↓↓↓

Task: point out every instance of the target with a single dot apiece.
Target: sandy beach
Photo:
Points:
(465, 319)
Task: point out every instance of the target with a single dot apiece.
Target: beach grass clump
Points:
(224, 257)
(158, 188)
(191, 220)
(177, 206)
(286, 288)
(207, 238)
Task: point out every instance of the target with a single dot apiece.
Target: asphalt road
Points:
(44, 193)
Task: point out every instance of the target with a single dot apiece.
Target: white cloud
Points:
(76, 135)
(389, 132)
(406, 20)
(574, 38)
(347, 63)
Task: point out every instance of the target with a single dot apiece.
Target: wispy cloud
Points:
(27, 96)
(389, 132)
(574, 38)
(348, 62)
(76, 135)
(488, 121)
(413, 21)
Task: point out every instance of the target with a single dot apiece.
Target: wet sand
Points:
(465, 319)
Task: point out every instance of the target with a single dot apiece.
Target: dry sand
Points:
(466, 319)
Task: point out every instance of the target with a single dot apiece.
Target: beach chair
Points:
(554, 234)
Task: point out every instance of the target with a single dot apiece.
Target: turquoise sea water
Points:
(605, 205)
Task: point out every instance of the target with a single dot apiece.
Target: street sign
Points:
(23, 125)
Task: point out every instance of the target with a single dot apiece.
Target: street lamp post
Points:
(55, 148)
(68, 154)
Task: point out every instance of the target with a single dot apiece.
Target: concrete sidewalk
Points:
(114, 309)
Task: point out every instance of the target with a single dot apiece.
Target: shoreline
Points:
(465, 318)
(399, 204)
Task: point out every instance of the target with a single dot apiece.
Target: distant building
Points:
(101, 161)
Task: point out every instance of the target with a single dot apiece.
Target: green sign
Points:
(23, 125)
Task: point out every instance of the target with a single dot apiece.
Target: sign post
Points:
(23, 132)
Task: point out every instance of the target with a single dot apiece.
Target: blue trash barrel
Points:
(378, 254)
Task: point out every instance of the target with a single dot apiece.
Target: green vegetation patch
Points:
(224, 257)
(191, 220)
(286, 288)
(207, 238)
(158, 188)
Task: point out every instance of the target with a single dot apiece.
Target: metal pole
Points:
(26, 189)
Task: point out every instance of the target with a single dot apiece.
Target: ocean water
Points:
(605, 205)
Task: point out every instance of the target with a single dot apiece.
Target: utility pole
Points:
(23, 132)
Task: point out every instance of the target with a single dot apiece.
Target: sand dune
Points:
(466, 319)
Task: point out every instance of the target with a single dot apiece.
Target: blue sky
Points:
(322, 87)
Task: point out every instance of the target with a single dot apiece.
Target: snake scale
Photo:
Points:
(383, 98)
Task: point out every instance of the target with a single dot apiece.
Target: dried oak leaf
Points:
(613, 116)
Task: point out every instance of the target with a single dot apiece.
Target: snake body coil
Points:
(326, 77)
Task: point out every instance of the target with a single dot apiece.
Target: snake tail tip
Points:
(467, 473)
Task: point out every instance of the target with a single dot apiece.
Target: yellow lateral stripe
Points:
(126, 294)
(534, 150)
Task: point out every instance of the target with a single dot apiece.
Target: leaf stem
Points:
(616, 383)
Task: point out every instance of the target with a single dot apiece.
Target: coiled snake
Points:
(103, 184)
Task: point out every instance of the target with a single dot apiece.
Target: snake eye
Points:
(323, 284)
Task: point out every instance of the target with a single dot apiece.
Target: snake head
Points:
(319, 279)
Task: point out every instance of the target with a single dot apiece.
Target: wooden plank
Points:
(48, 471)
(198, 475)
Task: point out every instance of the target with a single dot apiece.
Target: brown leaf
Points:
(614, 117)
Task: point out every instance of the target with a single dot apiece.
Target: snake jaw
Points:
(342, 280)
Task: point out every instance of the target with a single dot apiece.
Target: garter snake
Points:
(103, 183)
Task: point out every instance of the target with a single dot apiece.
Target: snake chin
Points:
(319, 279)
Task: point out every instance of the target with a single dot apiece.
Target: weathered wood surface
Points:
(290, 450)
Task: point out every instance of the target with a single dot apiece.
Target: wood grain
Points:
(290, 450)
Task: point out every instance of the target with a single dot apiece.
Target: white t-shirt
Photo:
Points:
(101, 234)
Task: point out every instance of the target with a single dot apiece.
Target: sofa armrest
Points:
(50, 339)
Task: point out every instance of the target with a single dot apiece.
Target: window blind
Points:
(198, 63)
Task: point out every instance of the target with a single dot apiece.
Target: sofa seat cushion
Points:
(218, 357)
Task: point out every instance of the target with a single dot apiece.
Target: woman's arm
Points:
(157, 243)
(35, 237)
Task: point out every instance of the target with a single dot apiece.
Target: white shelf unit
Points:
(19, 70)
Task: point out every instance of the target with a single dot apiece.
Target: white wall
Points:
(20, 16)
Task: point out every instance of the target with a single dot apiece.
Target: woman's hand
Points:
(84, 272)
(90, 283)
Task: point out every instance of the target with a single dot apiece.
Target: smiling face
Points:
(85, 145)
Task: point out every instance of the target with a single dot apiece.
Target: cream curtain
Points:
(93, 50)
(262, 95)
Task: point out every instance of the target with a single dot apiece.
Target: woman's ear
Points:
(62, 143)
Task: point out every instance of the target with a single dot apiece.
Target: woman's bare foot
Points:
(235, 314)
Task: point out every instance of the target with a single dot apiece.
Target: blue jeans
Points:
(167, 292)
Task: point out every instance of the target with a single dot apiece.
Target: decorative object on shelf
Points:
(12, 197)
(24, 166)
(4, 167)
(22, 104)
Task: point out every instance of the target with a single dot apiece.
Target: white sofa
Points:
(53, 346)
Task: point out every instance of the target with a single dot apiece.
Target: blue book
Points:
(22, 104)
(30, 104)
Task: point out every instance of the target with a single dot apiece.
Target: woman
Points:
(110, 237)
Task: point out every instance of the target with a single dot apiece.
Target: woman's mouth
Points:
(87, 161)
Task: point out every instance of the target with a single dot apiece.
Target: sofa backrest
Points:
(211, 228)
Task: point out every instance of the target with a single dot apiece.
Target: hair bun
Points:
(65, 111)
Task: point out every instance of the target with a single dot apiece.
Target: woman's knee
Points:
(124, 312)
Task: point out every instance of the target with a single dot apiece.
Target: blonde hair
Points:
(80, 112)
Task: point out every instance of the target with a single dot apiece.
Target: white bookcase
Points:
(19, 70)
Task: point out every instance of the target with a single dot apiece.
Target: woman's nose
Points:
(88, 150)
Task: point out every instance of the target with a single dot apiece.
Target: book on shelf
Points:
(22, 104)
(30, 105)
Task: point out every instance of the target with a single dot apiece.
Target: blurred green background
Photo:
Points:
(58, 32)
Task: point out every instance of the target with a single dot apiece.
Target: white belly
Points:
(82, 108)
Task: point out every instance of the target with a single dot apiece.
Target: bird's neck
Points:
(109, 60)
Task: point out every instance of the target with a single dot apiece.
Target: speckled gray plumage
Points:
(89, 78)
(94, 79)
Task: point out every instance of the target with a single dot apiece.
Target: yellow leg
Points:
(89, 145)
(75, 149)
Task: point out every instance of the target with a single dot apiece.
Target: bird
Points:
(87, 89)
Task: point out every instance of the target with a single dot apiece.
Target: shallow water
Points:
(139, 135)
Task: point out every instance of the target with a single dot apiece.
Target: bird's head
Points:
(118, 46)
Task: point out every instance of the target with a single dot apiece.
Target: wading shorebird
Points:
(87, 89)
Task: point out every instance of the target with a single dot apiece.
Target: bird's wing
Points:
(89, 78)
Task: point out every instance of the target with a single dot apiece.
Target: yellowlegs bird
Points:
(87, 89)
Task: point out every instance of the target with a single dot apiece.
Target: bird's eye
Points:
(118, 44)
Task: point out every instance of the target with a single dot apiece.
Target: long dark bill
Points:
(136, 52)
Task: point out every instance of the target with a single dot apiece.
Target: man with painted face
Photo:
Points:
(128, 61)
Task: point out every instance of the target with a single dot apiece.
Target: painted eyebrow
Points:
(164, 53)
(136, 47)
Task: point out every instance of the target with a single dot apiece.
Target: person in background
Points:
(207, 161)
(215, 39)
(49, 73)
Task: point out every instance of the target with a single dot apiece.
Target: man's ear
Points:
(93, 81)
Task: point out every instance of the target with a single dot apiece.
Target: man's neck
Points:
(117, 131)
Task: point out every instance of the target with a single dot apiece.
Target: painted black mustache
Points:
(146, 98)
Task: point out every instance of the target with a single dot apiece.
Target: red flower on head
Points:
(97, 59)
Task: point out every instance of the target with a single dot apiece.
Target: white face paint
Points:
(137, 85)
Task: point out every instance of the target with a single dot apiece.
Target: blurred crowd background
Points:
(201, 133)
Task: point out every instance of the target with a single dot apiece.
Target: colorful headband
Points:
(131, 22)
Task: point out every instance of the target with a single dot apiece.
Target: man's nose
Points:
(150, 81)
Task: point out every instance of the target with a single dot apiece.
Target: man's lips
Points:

↑↑↑

TO DO: Repeat only what runs from the line holding "Target: bird's eye" to the end of the data, keeping every line exactly as written, first and last included.

ANSWER FOR THIS EXERCISE:
Target: bird's eye
Points:
(118, 44)
Task: point out every instance of the target with a single dot apiece.
Target: long dark bill
Points:
(136, 52)
Task: point out every instance of the target with a single dot apiece.
Target: man with painted face
Photo:
Points:
(128, 61)
Task: point out every instance of the target with a single dot apiece.
Target: painted eyebrow
Points:
(164, 53)
(136, 47)
Task: point out every instance of the target with a single dot apiece.
Target: person in background
Points:
(207, 161)
(215, 39)
(49, 73)
Task: point out every instance of the target with a single dot apiece.
Target: man's ear
Points:
(93, 81)
Task: point out every instance of the target with a single dot apiece.
Target: man's neck
Points:
(117, 131)
Task: point out every instance of the target with a single dot apiece.
Target: painted black mustache
Points:
(146, 98)
Task: point out every instance of the target with a single dot apiece.
Target: red flower on head
Points:
(97, 59)
Task: point out every instance of the target with a single dot apiece.
Target: white face paint
Points:
(137, 85)
Task: point out every instance of the target with a single dot apiece.
Target: blurred crowd background
Points:
(201, 133)
Task: point out every instance of the target with a single dot apiece.
Target: colorful headband
Points:
(131, 22)
Task: point out every instance of the target with a single dot apiece.
Target: man's nose
Points:
(150, 81)
Task: point out every instance of the target with a single dot apiece.
Target: man's lips
Points:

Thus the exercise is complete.